* _Work required_: Your job is to copy every line in the material containing the word "image".

* _Input for this task_:
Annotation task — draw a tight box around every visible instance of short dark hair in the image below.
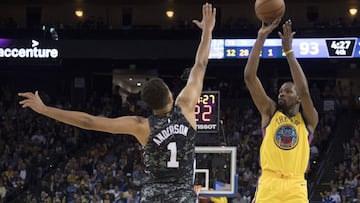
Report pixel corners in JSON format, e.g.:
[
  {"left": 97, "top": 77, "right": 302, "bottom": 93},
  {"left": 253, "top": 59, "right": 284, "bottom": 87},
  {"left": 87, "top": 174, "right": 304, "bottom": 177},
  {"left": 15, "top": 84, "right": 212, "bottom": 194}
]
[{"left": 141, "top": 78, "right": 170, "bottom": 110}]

...

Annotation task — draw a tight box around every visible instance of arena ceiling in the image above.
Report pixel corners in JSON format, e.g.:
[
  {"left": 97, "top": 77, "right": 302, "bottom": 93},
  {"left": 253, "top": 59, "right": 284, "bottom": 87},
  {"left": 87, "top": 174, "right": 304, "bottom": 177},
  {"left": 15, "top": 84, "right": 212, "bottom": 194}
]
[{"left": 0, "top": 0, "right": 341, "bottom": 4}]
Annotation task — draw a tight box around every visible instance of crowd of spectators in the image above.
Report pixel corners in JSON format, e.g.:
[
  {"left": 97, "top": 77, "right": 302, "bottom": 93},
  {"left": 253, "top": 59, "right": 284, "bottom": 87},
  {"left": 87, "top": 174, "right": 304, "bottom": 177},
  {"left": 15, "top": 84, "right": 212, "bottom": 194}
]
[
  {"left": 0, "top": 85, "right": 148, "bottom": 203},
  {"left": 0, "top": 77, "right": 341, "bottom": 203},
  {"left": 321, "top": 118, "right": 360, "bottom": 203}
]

* _Finished task_:
Annotation task — draw a tight box around every visible instance of short dark hair in the image below.
Annotation task — draw a tight box around every visible instance of arena ceiling in the image above.
Annotation task — draw a tight box around every visible instance of crowd of spectators in the image above.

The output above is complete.